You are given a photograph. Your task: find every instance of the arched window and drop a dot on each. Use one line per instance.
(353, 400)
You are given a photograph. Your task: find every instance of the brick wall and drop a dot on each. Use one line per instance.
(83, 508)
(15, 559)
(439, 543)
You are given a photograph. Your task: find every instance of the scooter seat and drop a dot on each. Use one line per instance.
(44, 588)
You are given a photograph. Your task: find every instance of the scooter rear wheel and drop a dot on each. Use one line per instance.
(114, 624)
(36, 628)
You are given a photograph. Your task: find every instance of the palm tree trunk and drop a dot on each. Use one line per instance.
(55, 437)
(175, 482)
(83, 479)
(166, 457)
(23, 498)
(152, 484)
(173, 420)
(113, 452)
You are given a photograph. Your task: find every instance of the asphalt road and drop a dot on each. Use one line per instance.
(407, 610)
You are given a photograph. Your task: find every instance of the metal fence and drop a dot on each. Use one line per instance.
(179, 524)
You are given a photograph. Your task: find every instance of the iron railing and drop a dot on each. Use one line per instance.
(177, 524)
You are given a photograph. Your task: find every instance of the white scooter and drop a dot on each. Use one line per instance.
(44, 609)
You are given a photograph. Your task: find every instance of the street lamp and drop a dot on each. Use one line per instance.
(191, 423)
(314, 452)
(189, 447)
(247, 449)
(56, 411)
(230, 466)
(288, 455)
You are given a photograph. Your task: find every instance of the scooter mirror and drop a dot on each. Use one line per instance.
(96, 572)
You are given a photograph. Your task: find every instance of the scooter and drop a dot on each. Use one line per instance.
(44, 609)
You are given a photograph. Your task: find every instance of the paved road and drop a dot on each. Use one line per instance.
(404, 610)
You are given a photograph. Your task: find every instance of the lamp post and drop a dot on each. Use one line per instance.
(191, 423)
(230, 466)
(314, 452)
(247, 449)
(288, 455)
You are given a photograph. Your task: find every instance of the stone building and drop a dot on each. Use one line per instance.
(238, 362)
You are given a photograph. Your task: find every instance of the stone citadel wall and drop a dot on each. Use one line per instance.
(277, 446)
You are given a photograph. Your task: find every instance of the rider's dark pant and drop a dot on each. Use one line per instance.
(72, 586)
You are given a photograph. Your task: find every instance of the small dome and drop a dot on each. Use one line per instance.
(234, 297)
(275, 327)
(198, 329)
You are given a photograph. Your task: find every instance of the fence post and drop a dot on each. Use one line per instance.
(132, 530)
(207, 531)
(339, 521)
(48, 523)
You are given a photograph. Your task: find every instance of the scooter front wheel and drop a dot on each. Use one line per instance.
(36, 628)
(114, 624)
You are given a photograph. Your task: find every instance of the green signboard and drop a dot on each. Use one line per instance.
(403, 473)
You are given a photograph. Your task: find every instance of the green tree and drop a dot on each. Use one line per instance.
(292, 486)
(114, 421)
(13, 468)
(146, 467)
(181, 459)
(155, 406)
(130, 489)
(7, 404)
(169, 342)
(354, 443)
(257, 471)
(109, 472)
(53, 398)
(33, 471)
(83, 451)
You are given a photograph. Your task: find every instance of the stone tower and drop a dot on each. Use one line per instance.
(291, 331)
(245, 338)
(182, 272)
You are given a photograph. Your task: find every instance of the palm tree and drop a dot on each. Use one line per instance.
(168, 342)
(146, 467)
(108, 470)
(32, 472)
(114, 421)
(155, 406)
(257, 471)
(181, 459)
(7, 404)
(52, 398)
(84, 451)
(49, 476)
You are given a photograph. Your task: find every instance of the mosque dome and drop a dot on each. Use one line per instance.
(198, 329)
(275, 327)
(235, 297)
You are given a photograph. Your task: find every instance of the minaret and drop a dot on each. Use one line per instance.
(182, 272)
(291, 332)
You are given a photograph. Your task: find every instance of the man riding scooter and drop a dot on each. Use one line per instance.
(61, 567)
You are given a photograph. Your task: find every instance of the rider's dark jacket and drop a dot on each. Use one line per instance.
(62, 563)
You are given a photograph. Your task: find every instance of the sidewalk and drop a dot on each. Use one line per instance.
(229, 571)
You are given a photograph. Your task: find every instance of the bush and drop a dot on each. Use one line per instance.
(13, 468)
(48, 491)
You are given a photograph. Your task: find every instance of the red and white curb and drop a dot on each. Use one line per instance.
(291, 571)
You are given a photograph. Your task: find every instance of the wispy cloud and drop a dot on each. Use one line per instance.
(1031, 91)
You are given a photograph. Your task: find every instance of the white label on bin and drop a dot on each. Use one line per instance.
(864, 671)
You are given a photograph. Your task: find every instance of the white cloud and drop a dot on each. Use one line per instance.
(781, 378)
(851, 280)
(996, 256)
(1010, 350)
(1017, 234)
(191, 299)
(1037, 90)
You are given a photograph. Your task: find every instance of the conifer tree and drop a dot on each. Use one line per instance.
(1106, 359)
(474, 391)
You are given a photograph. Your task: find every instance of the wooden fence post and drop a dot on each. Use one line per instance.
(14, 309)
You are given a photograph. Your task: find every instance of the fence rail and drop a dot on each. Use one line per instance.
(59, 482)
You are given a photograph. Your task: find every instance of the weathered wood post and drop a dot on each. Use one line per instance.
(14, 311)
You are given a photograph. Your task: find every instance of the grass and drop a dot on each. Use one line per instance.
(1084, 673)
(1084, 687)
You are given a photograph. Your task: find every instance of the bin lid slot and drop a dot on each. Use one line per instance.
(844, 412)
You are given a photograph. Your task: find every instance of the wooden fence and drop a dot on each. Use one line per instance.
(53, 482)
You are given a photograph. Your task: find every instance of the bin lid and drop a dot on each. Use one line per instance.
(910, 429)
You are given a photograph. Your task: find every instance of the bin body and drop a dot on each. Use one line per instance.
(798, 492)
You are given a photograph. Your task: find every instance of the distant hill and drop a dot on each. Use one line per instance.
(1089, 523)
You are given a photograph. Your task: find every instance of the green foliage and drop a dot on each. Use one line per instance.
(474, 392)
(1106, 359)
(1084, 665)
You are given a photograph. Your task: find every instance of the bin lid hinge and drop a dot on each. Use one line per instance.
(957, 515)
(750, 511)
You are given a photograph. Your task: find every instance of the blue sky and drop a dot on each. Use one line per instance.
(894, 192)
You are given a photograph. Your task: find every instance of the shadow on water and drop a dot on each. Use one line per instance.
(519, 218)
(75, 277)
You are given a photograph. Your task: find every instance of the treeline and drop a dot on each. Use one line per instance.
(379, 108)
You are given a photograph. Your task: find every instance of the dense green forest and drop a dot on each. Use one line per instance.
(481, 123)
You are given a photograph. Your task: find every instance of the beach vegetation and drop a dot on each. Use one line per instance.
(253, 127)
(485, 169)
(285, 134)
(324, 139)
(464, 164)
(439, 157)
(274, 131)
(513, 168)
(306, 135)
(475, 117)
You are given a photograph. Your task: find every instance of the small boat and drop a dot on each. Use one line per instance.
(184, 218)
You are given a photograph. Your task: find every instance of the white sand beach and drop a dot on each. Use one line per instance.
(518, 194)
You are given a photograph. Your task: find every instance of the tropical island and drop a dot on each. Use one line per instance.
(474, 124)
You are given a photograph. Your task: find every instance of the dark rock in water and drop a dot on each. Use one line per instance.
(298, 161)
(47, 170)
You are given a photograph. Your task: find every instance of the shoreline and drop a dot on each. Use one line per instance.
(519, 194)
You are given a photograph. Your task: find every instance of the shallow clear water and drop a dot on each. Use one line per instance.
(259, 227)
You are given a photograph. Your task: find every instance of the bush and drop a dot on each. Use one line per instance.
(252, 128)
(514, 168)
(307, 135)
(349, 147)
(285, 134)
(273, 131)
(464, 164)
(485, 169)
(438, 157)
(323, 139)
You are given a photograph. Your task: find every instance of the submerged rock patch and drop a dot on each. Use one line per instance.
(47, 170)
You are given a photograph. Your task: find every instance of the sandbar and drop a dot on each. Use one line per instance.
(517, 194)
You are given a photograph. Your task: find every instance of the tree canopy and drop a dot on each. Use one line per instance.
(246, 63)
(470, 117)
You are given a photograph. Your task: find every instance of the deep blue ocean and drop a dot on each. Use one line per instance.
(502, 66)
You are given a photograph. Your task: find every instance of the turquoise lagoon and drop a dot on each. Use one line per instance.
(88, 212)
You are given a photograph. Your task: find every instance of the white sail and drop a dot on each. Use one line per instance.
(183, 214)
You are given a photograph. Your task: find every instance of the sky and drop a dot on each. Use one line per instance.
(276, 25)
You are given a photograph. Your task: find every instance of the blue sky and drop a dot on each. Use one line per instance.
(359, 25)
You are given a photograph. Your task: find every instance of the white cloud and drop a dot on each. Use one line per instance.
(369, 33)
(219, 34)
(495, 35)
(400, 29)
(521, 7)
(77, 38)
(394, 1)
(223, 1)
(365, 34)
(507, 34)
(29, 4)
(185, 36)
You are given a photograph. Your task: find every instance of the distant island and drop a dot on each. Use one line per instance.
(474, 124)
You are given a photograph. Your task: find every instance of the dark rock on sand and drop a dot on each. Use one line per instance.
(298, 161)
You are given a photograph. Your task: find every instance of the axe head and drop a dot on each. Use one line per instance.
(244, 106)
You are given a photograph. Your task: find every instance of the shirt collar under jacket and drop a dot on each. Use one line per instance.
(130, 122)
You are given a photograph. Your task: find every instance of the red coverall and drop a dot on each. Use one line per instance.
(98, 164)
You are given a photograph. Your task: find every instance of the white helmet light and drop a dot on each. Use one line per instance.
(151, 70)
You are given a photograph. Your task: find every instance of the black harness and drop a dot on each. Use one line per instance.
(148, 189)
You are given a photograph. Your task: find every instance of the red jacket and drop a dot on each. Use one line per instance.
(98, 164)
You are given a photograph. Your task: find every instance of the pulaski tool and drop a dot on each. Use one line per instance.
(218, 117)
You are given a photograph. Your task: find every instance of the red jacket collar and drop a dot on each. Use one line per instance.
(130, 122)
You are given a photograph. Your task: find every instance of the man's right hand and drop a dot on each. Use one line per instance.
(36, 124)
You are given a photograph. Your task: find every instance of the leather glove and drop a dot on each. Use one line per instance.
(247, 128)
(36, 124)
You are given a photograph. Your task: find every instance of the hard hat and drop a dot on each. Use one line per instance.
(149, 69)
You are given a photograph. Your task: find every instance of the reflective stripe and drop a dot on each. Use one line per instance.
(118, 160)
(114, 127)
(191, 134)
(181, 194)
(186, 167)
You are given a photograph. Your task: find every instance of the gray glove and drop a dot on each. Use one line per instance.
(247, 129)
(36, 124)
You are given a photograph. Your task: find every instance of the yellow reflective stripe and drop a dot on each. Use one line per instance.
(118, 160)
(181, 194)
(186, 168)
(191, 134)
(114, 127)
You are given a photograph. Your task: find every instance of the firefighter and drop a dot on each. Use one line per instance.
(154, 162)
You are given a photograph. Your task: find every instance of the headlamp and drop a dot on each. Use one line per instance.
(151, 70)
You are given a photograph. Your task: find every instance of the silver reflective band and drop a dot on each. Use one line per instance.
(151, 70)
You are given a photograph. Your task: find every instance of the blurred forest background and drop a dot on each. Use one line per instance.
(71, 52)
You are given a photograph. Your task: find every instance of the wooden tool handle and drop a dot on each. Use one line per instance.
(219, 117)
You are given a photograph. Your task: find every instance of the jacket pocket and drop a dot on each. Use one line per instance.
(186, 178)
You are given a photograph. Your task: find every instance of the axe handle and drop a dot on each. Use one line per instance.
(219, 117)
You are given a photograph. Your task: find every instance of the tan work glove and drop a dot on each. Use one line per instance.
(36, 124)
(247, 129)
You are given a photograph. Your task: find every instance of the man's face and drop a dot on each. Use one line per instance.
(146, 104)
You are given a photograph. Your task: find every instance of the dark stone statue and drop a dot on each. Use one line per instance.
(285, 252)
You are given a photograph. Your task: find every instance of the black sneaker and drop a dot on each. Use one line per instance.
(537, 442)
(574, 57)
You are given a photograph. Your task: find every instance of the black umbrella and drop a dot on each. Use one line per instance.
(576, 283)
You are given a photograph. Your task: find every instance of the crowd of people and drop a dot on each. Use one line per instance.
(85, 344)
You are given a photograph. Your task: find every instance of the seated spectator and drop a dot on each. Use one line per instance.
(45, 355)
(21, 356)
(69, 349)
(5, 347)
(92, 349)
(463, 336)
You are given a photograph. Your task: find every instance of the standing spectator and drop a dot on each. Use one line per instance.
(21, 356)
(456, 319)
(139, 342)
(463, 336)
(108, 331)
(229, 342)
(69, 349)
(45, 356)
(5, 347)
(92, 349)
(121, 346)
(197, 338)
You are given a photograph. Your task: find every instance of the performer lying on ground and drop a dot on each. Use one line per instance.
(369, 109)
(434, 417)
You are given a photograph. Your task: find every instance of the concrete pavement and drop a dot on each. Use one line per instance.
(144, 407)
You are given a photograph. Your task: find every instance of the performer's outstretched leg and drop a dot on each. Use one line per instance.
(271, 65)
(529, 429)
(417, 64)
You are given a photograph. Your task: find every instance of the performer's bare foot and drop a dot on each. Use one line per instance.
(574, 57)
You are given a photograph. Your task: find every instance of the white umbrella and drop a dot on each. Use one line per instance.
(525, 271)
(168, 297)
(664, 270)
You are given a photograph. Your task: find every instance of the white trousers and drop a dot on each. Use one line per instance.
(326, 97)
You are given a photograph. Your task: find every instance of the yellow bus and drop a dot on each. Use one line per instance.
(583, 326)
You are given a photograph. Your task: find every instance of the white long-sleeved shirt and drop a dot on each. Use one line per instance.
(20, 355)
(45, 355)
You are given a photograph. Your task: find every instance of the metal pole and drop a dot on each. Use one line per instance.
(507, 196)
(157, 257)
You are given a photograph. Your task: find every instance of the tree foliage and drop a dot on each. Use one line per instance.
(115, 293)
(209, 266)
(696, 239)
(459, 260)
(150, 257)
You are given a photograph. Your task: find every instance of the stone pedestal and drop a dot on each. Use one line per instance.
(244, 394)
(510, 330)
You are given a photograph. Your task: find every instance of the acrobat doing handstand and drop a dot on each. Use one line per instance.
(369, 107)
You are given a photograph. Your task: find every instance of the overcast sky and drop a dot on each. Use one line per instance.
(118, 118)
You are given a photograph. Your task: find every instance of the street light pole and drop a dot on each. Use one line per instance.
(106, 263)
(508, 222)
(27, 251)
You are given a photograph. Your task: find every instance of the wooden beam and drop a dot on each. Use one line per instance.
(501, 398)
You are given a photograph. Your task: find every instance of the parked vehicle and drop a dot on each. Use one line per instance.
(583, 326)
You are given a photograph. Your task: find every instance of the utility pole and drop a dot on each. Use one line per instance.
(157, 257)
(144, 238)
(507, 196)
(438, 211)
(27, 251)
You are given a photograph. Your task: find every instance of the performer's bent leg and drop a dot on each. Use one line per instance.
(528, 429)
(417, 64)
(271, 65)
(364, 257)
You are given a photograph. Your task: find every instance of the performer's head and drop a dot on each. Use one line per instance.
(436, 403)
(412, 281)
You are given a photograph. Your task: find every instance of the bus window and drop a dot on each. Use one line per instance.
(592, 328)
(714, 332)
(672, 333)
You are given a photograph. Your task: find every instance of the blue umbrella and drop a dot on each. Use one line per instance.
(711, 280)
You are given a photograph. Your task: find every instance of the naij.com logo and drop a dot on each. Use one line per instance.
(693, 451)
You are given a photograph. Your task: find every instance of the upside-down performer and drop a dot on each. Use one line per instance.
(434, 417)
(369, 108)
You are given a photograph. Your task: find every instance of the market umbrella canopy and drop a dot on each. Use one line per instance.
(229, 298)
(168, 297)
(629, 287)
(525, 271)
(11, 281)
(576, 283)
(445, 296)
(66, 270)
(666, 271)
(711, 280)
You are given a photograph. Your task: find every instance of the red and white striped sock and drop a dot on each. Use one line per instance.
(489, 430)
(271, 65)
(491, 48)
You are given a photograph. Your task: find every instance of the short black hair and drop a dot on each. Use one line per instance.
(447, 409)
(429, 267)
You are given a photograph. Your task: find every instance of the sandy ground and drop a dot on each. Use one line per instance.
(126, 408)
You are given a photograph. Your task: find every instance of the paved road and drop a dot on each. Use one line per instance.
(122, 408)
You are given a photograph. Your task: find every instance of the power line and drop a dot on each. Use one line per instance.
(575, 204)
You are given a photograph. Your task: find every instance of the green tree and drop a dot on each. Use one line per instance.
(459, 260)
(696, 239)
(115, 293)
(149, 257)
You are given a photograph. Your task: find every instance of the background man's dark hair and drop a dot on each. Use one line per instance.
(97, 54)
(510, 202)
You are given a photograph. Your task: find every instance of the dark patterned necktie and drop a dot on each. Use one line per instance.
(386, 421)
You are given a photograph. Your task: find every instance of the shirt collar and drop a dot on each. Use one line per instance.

* WHAT YOU ARE ASKED TO DO:
Repeat only the stretch of lines that opens with the line containing "of the upside-down" and closes with the final line of the entries, both included, exactly as written.

* CORRECT RESPONSE:
You are given a photograph. Your task: find every instance of the upside-down performer and drop a dot on each. Use one line per instance.
(434, 417)
(369, 108)
You are given a photograph. Your task: find every instance of the market umbrella canopy and drop a dot on each. Use one line per instance.
(229, 298)
(168, 297)
(629, 287)
(525, 271)
(11, 281)
(576, 283)
(445, 296)
(66, 270)
(666, 271)
(711, 280)
You are given a photograph. Your task: find every instance of the red and white striped sock and drop a dot on each. Use one line per instance.
(489, 430)
(271, 65)
(491, 48)
You are given a photograph. Your task: find every instance of the short black hair and drop a dot on each. Use one line per instance.
(447, 409)
(429, 267)
You are given a photograph. Your task: find every instance of the sandy ground and drop a dot on each. Use one line per instance.
(126, 408)
You are given a photograph. Your task: find every instance of the paved road and drop a dot on each. Use one line per instance.
(122, 408)
You are given a photograph. Your task: find every instance of the power line and drop a dot on each. Use one line per instance.
(575, 204)
You are given a photograph. Your task: find every instance of the green tree and drop a dot on each. Use one line per instance.
(459, 260)
(696, 239)
(115, 293)
(149, 257)
You are given a photograph. Your task: find every instance of the background man's dark hair and drop a dot on each. Use one line per instance.
(97, 54)
(510, 202)
You are given a photograph. Your task: find every instance of the dark patterned necktie and drop a dot on each. Use one line per instance.
(386, 421)
You are given a photograph. Your task: find every instance of the shirt collar and drop a dot on each. Use one line per instance.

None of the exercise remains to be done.